Instructions to follow: Reproduce each record exactly.

(Saved entries)
=-=-=

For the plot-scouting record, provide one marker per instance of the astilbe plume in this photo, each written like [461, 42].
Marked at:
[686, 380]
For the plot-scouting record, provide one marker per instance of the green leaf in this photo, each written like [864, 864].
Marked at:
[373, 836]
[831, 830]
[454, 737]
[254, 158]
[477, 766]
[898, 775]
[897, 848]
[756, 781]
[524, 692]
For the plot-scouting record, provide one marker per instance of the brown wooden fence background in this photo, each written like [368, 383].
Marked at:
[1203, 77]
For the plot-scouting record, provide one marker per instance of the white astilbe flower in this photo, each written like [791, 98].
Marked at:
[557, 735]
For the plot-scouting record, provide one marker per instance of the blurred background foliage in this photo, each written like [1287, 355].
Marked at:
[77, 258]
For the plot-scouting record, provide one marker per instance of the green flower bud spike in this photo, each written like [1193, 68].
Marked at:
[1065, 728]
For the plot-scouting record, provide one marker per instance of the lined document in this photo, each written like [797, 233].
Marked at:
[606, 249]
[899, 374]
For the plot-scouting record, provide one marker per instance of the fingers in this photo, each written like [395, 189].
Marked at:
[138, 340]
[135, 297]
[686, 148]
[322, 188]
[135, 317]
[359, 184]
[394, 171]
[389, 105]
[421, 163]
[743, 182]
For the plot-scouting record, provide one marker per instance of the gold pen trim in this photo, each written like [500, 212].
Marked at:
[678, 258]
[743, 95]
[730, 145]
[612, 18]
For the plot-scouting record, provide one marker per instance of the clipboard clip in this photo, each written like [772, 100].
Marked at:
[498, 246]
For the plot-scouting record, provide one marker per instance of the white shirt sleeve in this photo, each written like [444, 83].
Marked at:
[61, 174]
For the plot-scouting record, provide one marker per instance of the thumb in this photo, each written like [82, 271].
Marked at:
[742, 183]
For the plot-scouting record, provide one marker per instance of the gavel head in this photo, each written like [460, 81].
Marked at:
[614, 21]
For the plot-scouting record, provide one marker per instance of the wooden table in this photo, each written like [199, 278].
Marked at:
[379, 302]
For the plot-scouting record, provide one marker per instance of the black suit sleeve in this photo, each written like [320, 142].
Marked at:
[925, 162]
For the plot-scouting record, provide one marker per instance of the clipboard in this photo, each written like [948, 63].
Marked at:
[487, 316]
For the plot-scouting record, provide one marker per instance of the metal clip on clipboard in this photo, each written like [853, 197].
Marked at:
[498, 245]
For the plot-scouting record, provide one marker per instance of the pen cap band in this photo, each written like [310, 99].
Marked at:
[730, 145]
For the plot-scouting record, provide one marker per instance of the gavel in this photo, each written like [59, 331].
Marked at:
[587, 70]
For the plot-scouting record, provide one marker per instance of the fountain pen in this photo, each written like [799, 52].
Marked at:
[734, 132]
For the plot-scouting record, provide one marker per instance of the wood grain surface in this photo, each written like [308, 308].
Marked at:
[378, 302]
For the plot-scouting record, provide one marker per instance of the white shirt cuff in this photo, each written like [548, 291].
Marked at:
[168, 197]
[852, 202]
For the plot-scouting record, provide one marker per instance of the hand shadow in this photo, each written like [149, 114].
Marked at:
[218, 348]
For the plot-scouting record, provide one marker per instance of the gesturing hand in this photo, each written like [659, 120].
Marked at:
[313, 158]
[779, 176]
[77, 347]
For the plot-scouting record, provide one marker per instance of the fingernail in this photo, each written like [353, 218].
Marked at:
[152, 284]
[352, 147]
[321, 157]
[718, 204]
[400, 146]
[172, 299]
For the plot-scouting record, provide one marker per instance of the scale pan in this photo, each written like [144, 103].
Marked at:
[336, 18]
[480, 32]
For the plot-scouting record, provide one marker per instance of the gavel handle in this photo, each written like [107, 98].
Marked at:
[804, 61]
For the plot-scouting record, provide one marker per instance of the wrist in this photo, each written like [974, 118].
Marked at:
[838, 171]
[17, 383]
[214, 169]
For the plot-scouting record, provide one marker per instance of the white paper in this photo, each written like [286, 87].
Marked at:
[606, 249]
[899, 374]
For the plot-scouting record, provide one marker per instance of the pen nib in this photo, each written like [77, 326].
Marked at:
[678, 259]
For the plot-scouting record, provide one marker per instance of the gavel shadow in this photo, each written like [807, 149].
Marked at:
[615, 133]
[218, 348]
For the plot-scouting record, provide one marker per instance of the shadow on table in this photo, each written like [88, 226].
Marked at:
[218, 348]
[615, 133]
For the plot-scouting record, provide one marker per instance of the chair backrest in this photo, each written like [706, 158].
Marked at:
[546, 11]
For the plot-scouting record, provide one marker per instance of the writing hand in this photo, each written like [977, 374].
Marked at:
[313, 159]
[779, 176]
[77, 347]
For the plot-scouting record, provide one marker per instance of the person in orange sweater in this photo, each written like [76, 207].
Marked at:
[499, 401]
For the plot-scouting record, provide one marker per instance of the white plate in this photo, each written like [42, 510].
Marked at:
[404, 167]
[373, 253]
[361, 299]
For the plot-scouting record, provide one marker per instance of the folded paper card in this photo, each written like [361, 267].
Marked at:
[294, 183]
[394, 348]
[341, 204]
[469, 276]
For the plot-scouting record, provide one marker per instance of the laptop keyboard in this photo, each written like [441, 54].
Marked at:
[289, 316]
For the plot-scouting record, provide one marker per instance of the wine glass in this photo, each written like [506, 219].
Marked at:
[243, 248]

=-=-=

Final result:
For the plot-scouting record, provide one marker per instance of the astilbe plume in this photo, each written like [461, 42].
Marked at:
[686, 380]
For the plot-scouting record, provide one marker per instance of the green leaf in this photo, each written like [864, 864].
Marked at:
[373, 836]
[831, 830]
[454, 737]
[254, 158]
[477, 766]
[898, 775]
[897, 848]
[756, 781]
[524, 692]
For the plot-scouting record, provide one marker per instance of the brown wooden fence background in this photo, each written like [368, 383].
Marked at:
[1203, 77]
For the plot-scouting record, provide one marker per instance of the white astilbe flower in this photo, each written like [791, 98].
Marked at:
[557, 735]
For the plot-scouting record, provide one marker per instance of the blurred background foliage in this photo, each written like [1287, 355].
Marked at:
[77, 258]
For the plot-scouting record, provide one marker per instance of the green flower bud spike in this photo, each written like [1193, 68].
Marked at:
[1065, 728]
For the plot-scouting record, provide one marker per instance of the lined document in this photo, each written like [797, 233].
Marked at:
[606, 249]
[899, 374]
For the plot-scouting record, provide one marker per instance of the fingers in this photo, each written like [395, 189].
Marked at:
[138, 340]
[135, 297]
[686, 148]
[322, 188]
[135, 317]
[359, 184]
[394, 171]
[389, 105]
[421, 163]
[743, 182]
For the plot-scouting record, provide one marker per instance of the gold pen trim in this photo, each written like [500, 212].
Marked at:
[678, 258]
[743, 95]
[730, 145]
[612, 18]
For the plot-scouting record, provide one marker per instance of the clipboard clip in this photo, each written like [772, 100].
Marked at:
[498, 246]
For the plot-scouting record, provide one marker per instance of the white shirt sleeve in this photo, each written like [444, 83].
Marked at:
[61, 174]
For the plot-scouting record, provide one marker per instance of the thumb in this photo, each written like [82, 271].
Marked at:
[742, 183]
For the plot-scouting record, provide one marker per instance of the gavel head in this photo, each written like [460, 81].
Marked at:
[614, 21]
For the plot-scouting record, provide one marker per instance of the wooden table in this photo, each written like [199, 278].
Marked at:
[379, 302]
For the plot-scouting record, provide one marker per instance of the black suit sleeve in this photo, each written like [320, 142].
Marked at:
[925, 162]
For the plot-scouting record, provide one marker per instance of the clipboard in this photo, each written like [948, 63].
Marked at:
[487, 316]
For the plot-scouting record, provide one marker per instance of the metal clip on clipboard in this photo, each written like [853, 197].
Marked at:
[498, 245]
For the plot-scouting record, provide one marker per instance of the pen cap band in this photo, each written like [310, 99].
Marked at:
[730, 145]
For the plot-scouting record, provide one marker per instance of the gavel in this photo, each written like [59, 331].
Marked at:
[587, 70]
For the plot-scouting record, provide one marker per instance of the fountain pen in this photo, each written like [799, 52].
Marked at:
[734, 132]
For the plot-scouting record, provide one marker per instance of the wood grain surface in this photo, each written like [308, 308].
Marked at:
[378, 302]
For the plot-scouting record, provide one marker per instance of the white shirt cuff in this photo, each written like [548, 291].
Marked at:
[168, 197]
[852, 202]
For the plot-scouting record, provide one marker per instance of the hand shadow in this photo, each written like [149, 114].
Marked at:
[218, 348]
For the plot-scouting record, provide one marker per instance of the gesturing hand in this photo, each written like [659, 120].
Marked at:
[313, 158]
[779, 176]
[77, 347]
For the plot-scouting record, provide one marker per instance of the fingernail in this photo, each written like [353, 218].
Marked at:
[152, 284]
[352, 147]
[321, 157]
[718, 204]
[400, 146]
[172, 299]
For the plot-scouting record, provide one marker per instance of the scale pan in this photo, each written like [144, 103].
Marked at:
[336, 18]
[480, 32]
For the plot-scouting record, provide one marker per instance of the gavel handle in this photo, each written like [107, 98].
Marked at:
[804, 61]
For the plot-scouting record, provide one marker per instance of the wrist in this photo, each written like [974, 118].
Marked at:
[838, 171]
[17, 383]
[214, 169]
For the plot-scouting record, provide one marker per instance of the white paper in this photo, each written like [286, 87].
Marked at:
[606, 249]
[899, 374]
For the plot-scouting record, provide one marker per instance of the pen nib in this photo, each written like [77, 326].
Marked at:
[678, 259]
For the plot-scouting record, provide one marker per instance of the gavel shadow in this photo, each written like [807, 149].
Marked at:
[615, 133]
[218, 348]
For the plot-scouting record, provide one marker per instance of the shadow on table in this photo, each written like [88, 226].
Marked at:
[218, 348]
[615, 133]
For the plot-scouting record, provide one marker per instance of the chair backrest in this photo, each written like [706, 158].
Marked at:
[546, 11]
For the plot-scouting record, provide one marker per instance of the writing hand in this photo, each written like [977, 374].
Marked at:
[313, 159]
[779, 176]
[77, 347]
For the plot-scouting record, provide one marker per instance of the person in orange sweater in this photo, each written like [76, 207].
Marked at:
[499, 401]
For the plot-scouting record, provide one marker per instance of the white plate in this photo, each written like [42, 510].
Marked at:
[404, 167]
[373, 253]
[361, 299]
For the plot-scouting record, provide one marker per instance of the folded paper card in this photo, each written like [361, 267].
Marked at:
[294, 183]
[394, 348]
[341, 204]
[469, 276]
For the plot-scouting record, provide one marker per instance of the laptop keyboard in this photo, each written like [441, 54].
Marked at:
[289, 316]
For the plot-scouting record, provide one marker per instance of the wine glass in this photo, each written like [506, 219].
Marked at:
[243, 248]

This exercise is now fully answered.